[start of DATASET EXCERPTS]
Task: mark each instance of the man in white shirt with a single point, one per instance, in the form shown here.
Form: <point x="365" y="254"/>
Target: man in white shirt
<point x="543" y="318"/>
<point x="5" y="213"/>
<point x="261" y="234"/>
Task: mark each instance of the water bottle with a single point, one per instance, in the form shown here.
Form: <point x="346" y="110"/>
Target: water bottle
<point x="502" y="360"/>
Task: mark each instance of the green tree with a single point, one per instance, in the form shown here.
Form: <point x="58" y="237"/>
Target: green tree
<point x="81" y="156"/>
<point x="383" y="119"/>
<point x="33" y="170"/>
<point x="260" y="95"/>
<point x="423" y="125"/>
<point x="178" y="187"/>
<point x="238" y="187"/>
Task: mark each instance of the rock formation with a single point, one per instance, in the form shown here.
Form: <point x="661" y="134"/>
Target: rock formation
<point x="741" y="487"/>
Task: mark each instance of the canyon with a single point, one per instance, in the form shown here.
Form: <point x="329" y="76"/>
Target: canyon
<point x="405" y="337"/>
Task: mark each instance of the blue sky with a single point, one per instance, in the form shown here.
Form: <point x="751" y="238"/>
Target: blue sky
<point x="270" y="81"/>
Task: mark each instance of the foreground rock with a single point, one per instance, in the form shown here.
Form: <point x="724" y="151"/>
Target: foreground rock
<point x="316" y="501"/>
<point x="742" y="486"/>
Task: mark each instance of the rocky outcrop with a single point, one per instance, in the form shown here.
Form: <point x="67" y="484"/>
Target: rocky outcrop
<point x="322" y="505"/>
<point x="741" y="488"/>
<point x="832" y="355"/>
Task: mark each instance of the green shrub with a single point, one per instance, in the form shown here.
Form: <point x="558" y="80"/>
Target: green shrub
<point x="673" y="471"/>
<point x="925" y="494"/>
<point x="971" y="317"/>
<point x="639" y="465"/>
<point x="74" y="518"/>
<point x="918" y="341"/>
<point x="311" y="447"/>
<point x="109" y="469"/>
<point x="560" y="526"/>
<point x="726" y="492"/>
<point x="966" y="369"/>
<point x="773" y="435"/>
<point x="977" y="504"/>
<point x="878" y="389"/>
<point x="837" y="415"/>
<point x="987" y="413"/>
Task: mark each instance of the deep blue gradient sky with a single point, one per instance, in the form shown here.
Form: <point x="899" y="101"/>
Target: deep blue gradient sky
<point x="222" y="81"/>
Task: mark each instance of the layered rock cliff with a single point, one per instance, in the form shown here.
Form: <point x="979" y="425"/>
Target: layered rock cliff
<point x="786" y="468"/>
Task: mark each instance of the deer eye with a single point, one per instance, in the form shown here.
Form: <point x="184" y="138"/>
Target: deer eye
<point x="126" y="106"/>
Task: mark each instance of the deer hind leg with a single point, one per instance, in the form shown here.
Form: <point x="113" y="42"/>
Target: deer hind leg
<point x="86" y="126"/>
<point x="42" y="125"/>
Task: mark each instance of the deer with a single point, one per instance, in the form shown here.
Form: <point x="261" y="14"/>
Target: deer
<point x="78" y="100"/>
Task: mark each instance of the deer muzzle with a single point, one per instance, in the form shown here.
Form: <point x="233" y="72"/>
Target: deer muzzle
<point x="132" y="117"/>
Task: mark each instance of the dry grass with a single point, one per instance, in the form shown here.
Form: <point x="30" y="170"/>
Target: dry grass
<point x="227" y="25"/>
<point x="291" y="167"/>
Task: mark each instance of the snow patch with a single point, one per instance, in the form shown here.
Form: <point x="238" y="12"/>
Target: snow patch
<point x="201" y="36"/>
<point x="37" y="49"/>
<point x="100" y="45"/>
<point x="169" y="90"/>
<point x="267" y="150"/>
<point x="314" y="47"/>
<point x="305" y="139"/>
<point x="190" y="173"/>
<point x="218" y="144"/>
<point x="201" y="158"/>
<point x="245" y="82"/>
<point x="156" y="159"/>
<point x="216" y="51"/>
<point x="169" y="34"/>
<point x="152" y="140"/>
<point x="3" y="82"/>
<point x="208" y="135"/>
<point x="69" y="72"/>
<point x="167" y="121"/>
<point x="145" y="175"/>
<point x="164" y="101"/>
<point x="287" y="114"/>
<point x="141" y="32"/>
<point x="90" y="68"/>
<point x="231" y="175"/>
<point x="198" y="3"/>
[end of DATASET EXCERPTS]
PROBLEM STATEMENT >> The lines to quote run from the one containing "Task: mark each instance of the dry" through the final line of the material above; please give them exactly, both ends included, and nothing else.

CORRECT RESPONSE >>
Task: mark each instance of the dry grass with a single point, one per instance, in the form shown here.
Form: <point x="30" y="170"/>
Target: dry grass
<point x="227" y="25"/>
<point x="291" y="167"/>
Task: mark each instance of the snow patch with a single point, one per instance, in the form shown here.
Form: <point x="238" y="12"/>
Target: snow patch
<point x="201" y="36"/>
<point x="37" y="49"/>
<point x="100" y="45"/>
<point x="169" y="90"/>
<point x="267" y="150"/>
<point x="314" y="47"/>
<point x="305" y="139"/>
<point x="190" y="173"/>
<point x="218" y="144"/>
<point x="201" y="158"/>
<point x="245" y="82"/>
<point x="156" y="159"/>
<point x="216" y="51"/>
<point x="169" y="34"/>
<point x="152" y="140"/>
<point x="3" y="82"/>
<point x="208" y="135"/>
<point x="69" y="72"/>
<point x="167" y="121"/>
<point x="145" y="175"/>
<point x="164" y="101"/>
<point x="287" y="114"/>
<point x="141" y="32"/>
<point x="90" y="68"/>
<point x="231" y="175"/>
<point x="198" y="3"/>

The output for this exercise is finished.